===== Information given

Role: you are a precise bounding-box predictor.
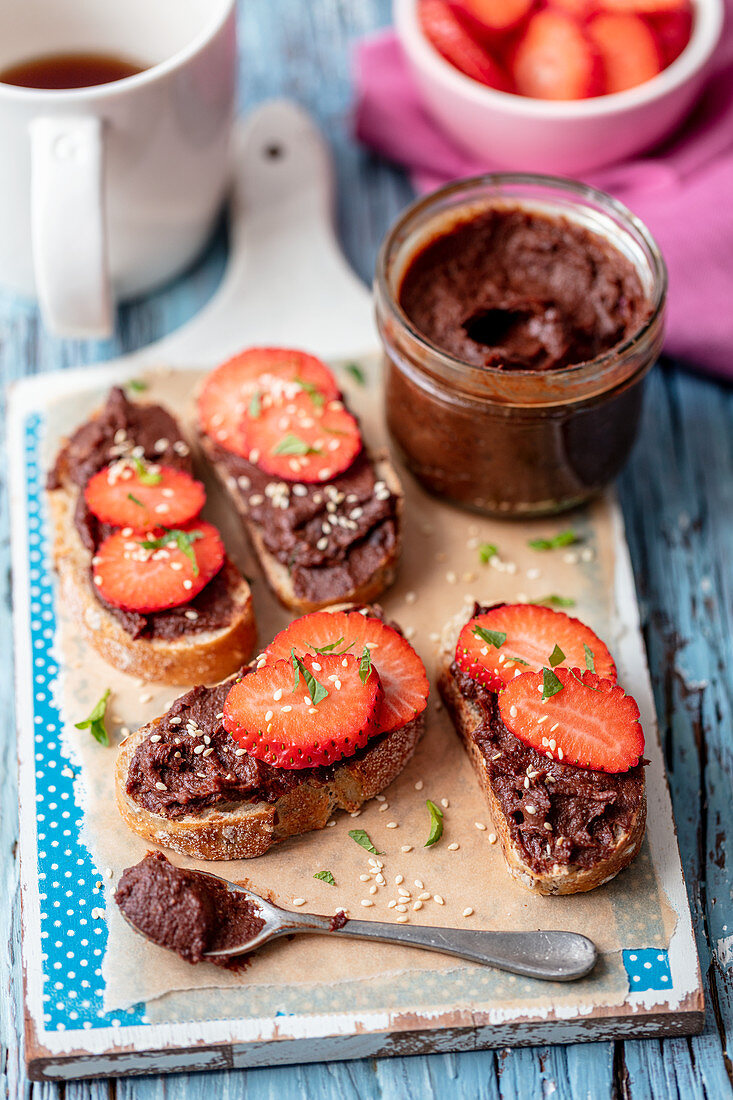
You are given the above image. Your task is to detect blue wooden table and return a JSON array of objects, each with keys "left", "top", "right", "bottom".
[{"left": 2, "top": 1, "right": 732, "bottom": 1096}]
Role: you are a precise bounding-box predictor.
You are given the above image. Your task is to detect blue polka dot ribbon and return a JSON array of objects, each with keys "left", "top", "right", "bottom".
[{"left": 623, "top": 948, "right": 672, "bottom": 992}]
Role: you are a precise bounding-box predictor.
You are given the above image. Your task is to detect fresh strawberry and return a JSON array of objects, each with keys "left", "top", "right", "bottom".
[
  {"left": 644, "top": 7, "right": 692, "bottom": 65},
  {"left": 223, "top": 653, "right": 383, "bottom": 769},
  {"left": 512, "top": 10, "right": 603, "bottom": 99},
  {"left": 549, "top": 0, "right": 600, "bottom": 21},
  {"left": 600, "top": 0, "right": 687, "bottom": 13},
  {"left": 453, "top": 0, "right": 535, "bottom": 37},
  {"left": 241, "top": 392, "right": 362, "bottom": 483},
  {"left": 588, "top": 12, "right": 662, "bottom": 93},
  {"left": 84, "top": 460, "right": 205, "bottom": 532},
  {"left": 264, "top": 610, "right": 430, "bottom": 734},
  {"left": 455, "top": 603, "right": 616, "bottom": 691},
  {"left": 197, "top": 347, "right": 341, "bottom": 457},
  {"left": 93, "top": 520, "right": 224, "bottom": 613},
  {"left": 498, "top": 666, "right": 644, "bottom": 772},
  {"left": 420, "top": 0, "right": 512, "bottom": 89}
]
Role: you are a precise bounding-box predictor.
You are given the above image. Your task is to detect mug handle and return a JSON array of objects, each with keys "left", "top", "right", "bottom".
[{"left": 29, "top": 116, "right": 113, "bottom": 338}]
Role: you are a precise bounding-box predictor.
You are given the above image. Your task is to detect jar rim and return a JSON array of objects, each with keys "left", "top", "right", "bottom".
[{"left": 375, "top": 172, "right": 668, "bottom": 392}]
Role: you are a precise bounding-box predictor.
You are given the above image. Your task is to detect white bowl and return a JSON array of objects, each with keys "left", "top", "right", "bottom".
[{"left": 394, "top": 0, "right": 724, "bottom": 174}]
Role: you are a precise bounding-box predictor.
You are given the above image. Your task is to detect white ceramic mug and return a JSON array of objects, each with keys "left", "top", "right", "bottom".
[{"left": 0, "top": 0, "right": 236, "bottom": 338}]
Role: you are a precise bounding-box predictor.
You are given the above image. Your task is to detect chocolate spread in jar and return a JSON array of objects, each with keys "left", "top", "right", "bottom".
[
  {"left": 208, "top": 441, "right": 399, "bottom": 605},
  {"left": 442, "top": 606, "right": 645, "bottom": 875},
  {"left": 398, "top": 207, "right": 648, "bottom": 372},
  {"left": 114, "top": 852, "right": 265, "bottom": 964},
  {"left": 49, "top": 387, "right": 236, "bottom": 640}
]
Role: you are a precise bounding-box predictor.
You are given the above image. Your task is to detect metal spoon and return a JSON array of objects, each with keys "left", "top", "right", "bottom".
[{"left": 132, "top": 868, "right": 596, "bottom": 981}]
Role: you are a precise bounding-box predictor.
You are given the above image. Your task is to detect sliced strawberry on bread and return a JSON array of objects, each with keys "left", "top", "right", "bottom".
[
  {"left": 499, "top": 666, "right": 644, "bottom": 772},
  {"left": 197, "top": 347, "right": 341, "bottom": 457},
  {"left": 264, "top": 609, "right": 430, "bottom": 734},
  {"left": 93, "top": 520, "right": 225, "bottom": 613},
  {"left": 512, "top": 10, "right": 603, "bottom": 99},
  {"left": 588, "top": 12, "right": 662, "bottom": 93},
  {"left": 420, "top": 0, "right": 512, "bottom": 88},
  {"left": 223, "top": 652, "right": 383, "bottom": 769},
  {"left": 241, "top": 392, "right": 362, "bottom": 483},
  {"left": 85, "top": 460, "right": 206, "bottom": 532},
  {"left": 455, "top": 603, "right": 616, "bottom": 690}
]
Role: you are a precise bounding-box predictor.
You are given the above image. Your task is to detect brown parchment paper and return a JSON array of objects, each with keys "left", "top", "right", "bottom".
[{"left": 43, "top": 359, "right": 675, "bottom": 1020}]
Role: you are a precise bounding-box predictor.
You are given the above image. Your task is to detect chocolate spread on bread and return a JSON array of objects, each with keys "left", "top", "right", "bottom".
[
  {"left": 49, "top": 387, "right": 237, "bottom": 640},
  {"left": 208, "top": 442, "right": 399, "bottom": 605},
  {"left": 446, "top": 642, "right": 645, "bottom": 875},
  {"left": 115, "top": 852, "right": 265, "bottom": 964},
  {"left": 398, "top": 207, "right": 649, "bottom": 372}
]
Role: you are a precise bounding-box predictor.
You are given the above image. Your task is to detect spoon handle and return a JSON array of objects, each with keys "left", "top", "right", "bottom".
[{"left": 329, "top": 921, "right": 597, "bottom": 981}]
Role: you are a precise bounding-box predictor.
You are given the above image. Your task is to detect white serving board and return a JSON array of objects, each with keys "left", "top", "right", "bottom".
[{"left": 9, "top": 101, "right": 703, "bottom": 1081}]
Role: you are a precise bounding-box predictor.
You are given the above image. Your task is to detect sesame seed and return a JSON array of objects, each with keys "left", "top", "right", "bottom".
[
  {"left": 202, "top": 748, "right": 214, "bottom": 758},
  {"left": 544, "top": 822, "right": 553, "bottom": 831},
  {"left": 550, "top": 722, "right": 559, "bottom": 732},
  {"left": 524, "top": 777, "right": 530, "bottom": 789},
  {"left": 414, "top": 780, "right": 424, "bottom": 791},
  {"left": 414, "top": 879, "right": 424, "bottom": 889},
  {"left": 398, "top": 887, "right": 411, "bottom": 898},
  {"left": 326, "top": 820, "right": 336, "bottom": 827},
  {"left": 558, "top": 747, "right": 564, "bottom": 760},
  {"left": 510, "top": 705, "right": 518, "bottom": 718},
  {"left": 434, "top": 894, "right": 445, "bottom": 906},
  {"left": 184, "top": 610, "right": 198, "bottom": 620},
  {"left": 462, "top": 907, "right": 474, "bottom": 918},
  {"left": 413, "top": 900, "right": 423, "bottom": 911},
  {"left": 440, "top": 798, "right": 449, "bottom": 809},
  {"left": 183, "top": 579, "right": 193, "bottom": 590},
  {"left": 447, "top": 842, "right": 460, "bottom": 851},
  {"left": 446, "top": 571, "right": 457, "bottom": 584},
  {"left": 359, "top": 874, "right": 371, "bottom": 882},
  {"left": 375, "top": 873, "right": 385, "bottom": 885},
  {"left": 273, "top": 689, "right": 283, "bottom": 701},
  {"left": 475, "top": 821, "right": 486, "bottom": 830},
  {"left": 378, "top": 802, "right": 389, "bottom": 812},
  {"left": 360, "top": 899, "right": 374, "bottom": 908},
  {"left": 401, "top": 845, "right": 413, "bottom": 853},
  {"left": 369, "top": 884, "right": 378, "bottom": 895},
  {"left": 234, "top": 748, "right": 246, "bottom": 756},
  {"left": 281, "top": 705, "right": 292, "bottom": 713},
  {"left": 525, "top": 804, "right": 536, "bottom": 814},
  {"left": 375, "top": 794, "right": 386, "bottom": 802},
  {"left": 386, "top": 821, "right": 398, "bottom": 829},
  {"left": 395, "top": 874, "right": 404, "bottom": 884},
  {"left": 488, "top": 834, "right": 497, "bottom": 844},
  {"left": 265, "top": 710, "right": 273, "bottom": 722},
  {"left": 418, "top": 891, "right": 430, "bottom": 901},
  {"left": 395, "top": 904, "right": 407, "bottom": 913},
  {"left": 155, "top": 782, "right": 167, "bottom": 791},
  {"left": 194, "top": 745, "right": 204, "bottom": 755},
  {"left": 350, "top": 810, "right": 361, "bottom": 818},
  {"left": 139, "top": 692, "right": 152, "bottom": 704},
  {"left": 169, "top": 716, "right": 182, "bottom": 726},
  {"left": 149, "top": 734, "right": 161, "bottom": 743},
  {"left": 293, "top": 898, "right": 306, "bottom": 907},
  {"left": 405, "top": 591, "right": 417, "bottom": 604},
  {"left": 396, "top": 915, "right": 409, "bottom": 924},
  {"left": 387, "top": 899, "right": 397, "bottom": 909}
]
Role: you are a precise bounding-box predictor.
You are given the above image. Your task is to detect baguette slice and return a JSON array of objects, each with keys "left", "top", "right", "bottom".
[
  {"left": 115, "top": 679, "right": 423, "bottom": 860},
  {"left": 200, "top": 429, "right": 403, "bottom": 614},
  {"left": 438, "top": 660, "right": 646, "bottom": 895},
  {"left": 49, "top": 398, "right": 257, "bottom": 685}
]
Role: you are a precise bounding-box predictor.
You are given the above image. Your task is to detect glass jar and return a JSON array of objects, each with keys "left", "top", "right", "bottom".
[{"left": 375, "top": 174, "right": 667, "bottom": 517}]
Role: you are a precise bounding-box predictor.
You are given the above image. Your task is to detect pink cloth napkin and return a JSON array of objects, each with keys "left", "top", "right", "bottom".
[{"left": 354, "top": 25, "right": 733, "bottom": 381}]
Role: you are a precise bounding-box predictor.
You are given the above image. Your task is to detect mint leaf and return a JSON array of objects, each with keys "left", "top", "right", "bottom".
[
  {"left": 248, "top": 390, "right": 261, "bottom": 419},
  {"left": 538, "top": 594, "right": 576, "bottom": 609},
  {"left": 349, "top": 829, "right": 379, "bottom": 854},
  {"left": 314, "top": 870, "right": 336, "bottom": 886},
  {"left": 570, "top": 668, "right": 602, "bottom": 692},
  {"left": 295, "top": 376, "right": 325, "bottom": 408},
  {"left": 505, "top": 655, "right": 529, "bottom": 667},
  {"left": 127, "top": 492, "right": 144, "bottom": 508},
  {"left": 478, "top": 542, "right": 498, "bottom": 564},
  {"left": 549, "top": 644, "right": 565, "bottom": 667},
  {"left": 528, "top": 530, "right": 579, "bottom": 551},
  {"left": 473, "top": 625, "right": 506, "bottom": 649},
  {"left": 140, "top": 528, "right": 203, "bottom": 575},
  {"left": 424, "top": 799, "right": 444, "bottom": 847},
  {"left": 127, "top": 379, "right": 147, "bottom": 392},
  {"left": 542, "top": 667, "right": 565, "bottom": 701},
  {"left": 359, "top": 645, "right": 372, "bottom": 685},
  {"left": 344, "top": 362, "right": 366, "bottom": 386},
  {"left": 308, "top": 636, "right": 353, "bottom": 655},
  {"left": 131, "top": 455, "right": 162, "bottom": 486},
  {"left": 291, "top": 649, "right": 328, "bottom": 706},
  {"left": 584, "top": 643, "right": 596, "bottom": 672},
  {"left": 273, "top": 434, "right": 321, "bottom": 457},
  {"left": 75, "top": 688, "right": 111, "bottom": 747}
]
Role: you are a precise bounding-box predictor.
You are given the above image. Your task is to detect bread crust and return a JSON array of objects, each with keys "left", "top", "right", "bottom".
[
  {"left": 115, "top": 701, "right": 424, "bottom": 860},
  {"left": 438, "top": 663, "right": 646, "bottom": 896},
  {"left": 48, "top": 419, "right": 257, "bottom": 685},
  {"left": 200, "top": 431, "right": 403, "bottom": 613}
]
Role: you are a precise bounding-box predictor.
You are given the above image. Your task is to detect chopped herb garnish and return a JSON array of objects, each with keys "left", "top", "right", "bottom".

==========

What the task requires: The last part of the records is the answer, beginning at the line that holds "to detect bread" and including the final line, repeated exactly.

Answer for this exercise:
You are given the above image. Your task is to detect bread crust and return a JSON array of objects, each with keys "left", "top", "right", "bottom".
[
  {"left": 115, "top": 701, "right": 424, "bottom": 860},
  {"left": 438, "top": 663, "right": 646, "bottom": 896},
  {"left": 48, "top": 419, "right": 257, "bottom": 685},
  {"left": 200, "top": 431, "right": 403, "bottom": 613}
]
Role: you are a precise bounding-box predictor.
You are given the above image. Your task is to detect chopped herb garnish and return a JSON array of objects, each with keys "left", "top", "right", "bottom".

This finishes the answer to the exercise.